= Work to be completed =
Up to and including the line that contains "Target: cabinet door", repeat each line of the data exactly, starting from the first.

= Data to examine =
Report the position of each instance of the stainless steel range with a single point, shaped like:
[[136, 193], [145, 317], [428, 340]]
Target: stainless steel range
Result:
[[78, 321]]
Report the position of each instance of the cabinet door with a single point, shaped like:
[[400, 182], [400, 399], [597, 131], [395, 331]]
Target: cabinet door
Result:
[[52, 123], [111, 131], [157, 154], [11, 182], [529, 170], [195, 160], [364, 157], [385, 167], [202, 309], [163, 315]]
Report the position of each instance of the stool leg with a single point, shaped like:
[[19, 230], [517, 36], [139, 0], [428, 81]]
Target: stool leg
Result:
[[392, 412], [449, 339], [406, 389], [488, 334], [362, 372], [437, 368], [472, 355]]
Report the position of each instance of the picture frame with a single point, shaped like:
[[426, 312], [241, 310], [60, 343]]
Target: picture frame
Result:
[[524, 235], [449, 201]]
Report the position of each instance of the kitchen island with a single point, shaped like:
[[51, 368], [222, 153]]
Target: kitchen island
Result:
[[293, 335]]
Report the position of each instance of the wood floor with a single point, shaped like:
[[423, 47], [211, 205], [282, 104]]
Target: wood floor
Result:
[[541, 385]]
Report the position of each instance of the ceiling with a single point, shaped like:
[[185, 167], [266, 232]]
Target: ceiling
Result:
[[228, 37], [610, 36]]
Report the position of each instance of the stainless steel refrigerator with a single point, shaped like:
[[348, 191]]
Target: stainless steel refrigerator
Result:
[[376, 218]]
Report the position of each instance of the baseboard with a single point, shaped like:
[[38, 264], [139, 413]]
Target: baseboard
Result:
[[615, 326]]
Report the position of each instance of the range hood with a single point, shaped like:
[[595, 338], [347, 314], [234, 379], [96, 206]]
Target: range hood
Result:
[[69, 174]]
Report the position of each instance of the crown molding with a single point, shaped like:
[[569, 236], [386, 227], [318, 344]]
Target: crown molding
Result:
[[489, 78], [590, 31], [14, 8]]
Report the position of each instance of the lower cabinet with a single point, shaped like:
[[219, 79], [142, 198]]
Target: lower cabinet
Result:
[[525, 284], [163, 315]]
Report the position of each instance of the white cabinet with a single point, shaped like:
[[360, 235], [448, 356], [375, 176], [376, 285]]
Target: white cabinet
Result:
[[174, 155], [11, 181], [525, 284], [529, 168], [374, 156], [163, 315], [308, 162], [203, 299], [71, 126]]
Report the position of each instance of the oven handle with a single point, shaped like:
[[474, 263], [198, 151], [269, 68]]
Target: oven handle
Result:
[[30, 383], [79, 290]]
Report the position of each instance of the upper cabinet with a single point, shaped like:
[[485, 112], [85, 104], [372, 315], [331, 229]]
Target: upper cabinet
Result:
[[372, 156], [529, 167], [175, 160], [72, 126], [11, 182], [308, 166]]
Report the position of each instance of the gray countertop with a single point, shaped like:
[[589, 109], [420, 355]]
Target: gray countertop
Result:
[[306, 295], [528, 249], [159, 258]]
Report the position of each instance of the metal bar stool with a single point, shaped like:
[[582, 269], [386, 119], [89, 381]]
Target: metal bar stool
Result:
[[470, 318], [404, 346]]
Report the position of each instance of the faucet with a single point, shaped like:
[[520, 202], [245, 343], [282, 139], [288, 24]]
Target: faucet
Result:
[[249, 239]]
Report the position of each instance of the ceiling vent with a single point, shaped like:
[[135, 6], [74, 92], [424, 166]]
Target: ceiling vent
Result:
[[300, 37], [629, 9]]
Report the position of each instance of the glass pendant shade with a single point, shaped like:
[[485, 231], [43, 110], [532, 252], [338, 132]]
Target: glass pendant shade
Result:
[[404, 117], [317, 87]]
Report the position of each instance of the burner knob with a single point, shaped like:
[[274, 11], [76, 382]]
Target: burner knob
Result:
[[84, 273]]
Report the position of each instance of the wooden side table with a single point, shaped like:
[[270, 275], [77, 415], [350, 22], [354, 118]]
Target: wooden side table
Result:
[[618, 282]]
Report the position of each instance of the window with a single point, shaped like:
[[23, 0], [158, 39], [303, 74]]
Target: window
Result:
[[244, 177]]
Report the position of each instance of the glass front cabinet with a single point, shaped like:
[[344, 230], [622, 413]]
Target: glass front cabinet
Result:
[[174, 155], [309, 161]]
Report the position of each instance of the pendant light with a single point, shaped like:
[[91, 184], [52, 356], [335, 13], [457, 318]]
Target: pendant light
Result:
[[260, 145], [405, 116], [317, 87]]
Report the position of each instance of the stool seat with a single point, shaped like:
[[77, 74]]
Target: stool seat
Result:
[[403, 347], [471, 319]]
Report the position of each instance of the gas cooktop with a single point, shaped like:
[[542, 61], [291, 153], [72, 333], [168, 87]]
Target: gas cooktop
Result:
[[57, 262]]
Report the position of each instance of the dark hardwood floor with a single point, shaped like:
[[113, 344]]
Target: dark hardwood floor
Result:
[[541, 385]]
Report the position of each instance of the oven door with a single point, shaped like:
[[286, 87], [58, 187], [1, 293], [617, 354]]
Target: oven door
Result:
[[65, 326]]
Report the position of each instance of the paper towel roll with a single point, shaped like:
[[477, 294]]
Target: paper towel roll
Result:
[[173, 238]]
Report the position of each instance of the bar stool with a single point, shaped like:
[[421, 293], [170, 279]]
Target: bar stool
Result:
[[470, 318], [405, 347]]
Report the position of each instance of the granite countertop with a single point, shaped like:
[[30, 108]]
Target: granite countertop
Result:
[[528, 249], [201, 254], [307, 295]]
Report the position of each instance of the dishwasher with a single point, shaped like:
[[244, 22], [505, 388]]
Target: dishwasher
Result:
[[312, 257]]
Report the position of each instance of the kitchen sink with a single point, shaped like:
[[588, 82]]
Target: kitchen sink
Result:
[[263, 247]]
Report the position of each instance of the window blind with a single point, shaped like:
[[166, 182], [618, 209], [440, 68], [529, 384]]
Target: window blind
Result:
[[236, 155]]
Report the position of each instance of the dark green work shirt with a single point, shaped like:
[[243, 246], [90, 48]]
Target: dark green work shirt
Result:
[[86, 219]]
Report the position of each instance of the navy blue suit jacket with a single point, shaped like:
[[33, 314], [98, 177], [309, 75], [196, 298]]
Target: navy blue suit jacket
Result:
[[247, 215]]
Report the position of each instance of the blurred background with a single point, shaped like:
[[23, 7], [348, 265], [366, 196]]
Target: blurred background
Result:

= Answer area =
Report the position of each instance of the stainless steel range with a single point, shaped like:
[[136, 193], [145, 317], [428, 340]]
Target: stainless steel range
Result:
[[78, 321]]
Report the position of each instance of the cabinet door with a single point, shaped like:
[[400, 182], [400, 399], [597, 131], [395, 331]]
Target: cabinet door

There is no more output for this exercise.